■ DESCRIPTION OF THE TASK:
Make an exact copy of the records, with the pictures left out.

[Items from a dataset]
--
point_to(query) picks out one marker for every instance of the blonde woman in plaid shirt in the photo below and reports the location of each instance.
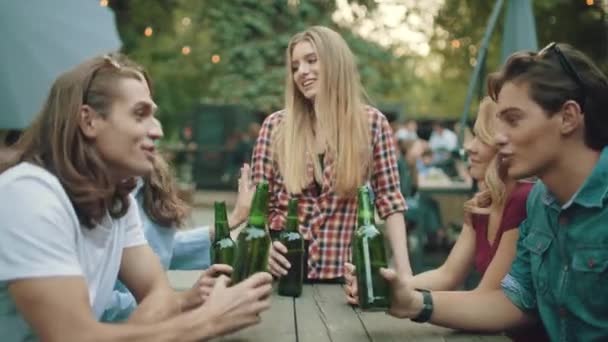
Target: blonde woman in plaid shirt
(319, 149)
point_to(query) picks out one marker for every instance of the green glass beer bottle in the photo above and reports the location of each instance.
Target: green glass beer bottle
(253, 243)
(290, 285)
(369, 256)
(223, 248)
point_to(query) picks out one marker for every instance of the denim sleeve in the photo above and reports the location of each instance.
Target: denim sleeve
(517, 284)
(191, 249)
(121, 306)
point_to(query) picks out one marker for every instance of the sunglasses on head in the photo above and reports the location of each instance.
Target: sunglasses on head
(567, 66)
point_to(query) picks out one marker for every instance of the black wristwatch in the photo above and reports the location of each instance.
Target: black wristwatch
(427, 308)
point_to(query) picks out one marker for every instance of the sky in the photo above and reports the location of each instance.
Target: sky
(405, 24)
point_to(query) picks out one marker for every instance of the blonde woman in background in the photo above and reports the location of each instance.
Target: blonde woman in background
(488, 238)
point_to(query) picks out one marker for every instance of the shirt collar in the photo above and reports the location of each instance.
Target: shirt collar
(593, 191)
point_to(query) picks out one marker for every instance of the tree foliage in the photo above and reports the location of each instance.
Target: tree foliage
(233, 52)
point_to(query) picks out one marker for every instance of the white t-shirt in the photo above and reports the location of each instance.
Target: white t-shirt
(40, 236)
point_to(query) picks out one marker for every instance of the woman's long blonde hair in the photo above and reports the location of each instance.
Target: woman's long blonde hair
(492, 191)
(338, 111)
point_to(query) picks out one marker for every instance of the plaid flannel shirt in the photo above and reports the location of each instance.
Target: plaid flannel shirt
(328, 221)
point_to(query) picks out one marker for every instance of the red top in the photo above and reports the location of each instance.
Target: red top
(512, 216)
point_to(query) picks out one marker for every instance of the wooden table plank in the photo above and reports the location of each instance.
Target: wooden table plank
(277, 324)
(384, 328)
(309, 320)
(277, 321)
(339, 319)
(322, 315)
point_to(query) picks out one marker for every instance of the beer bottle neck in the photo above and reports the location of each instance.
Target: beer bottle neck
(292, 216)
(259, 207)
(365, 212)
(222, 229)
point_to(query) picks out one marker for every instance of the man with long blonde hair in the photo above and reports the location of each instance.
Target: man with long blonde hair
(70, 227)
(319, 149)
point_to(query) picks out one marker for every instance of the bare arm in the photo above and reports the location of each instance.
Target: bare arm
(455, 269)
(57, 309)
(501, 262)
(143, 275)
(395, 231)
(448, 307)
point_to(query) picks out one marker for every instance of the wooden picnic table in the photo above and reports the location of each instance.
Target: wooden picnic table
(321, 314)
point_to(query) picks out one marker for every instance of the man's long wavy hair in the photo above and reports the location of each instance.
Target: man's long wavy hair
(55, 142)
(160, 197)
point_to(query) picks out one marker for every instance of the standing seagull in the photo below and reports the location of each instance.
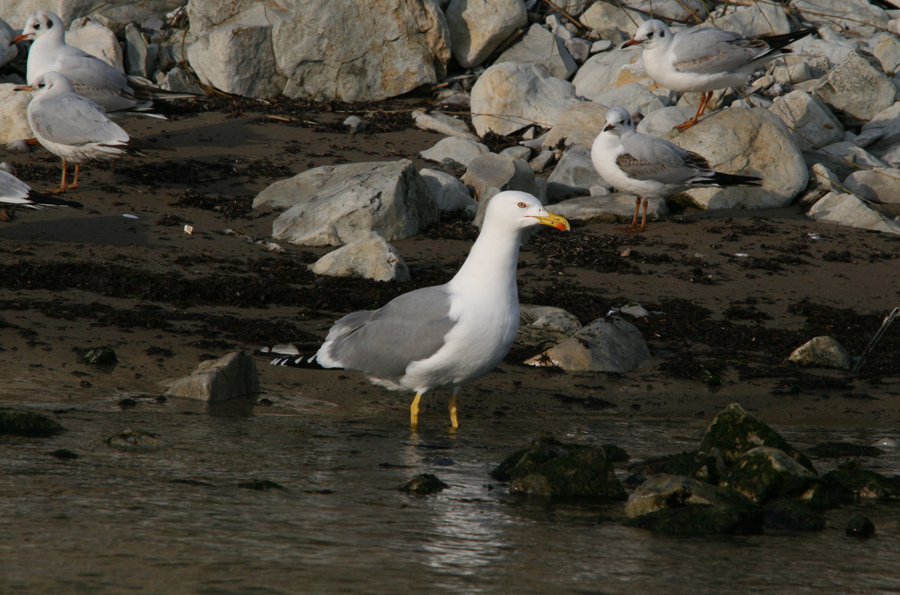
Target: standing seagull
(90, 76)
(648, 166)
(70, 126)
(14, 191)
(447, 335)
(703, 59)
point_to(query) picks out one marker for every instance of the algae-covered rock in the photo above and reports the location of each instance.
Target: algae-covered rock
(27, 423)
(549, 468)
(135, 440)
(678, 505)
(705, 467)
(839, 450)
(734, 432)
(424, 484)
(863, 483)
(785, 513)
(262, 485)
(860, 526)
(764, 473)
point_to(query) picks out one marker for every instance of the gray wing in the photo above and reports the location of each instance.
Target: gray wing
(384, 342)
(651, 158)
(707, 50)
(73, 120)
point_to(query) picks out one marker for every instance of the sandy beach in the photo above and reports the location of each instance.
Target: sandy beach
(731, 293)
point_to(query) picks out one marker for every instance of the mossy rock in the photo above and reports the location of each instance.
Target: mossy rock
(701, 520)
(734, 432)
(840, 450)
(863, 483)
(765, 473)
(705, 467)
(27, 423)
(792, 515)
(424, 484)
(551, 469)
--
■ RESPONSE TO THIS EXERCISE:
point_to(query) picks out one marker for every instance of the blonde woman in plaid shirt in the photo below and reports the location of each instance.
Target: blonde woman in plaid shirt
(319, 149)
point_to(query) picks out one marker for every instance of the green glass beer bottle in the photo above and reports the location of each instance.
Target: green glass beer bottle
(253, 243)
(290, 285)
(369, 256)
(223, 248)
point_to(query) picks out one marker for every instance of the denim sleeve in the photo above and reports the location of each instance.
Target: denim sleeve
(517, 284)
(191, 249)
(121, 306)
point_to(query) picks out one marker for every instance of the sunglasses on head in the photo above and reports the location of each instance.
Target: sunglasses on head
(567, 66)
point_to(query) picks out one marker for every instance of the black wristwatch in the photo above and reports the location of each instance.
Target: black wristwatch
(427, 308)
point_to(query) picks out one marker for every instance of the sky in the photo above and reports the location of each instance.
Target: sky
(405, 24)
point_to(query) picks out one marker for every instance of the blonde woman in background in the photo above and reports the location of each instance.
Target: blonde woman in background
(488, 238)
point_to(query) picks out one marker for every instance of the shirt collar in the photo above and reports the location of each instance.
Target: shirt collar
(593, 191)
point_to(query) picks out one marker for every instance of the tree foliage in the photo above and reports the location of each instance.
Target: tree foliage
(233, 52)
point_to(query) picks out one marker for every instance of the white t-shirt in the photo above and reports the location of each instance.
Target: white t-shirt
(40, 236)
point_to(query) picks out one marker for every instance of the woman's long blonde hair in the photo above and reports the location of each instance.
Target: woman's long blonde hair
(492, 191)
(338, 111)
point_to(query) picks out one marker for every instance of the plaid flannel shirt in the photo above and reports the location of each instance.
Target: plaid flannel shirt
(328, 221)
point_to(query) picks out one marker for every instance of the red top in the photo above and reports the location of each instance.
Target: red top
(512, 216)
point_to(query) picks out one marker for every instance of the wooden table plank in the photo above and reports the location of each instance.
Target: wooden table plank
(277, 324)
(384, 328)
(309, 320)
(277, 321)
(339, 319)
(322, 315)
point_to(query) picks out one marker for every instance of the beer bottle neck in the photo above and reports the location of each instance.
Target: beer bottle neck
(292, 216)
(259, 207)
(365, 212)
(222, 229)
point_to(query) picks out one marker for every instance of the man with long blonde hair in the photo above and reports the location of each instance.
Target: man with long blonde hair
(70, 227)
(319, 149)
point_to(query) picks out one marker for every instance of the bare arm in the photo above and reports the location of each instance.
Target: bare arm
(455, 269)
(57, 309)
(501, 262)
(143, 275)
(395, 231)
(448, 307)
point_to(query) picks out one marker for every instance of the wooden picnic table in the photo above and reports the location of each instance.
Target: wooden picnic table
(321, 314)
point_to(query) picks out one marker for every instance of the man's long wavy hair in the photo above and reports the location of each instance.
Target: man's long wavy hair
(55, 142)
(160, 197)
point_to(query) picks out one marker for every instance of the standing seagull in the photo below and reports the location of each instance.
Target: standing seagull
(90, 76)
(648, 166)
(70, 126)
(14, 191)
(447, 335)
(703, 59)
point_to(query) picks out one marker for every instance of the algae-covered rock in the photo above and reports the location of each instance.
Target: algae-covered rock
(27, 423)
(549, 468)
(135, 440)
(678, 505)
(705, 467)
(839, 450)
(734, 432)
(424, 484)
(863, 483)
(785, 513)
(262, 485)
(860, 526)
(764, 473)
point_to(query) picks out one marker for every instance of the gray wing in the photo above and reports the location of each instance.
Target: gray wing
(384, 342)
(651, 158)
(707, 50)
(73, 120)
point_to(query) picks out one marker for every instance of the sandy beach in the photo above and reports the location of each instance.
Target: sandy beach
(731, 293)
point_to(query) picks out one marker for every instance of the mossy rock in the photo above and reports the location of each instance.
Target: mossy rock
(701, 520)
(734, 432)
(840, 450)
(863, 483)
(765, 473)
(705, 467)
(27, 423)
(792, 515)
(424, 484)
(551, 469)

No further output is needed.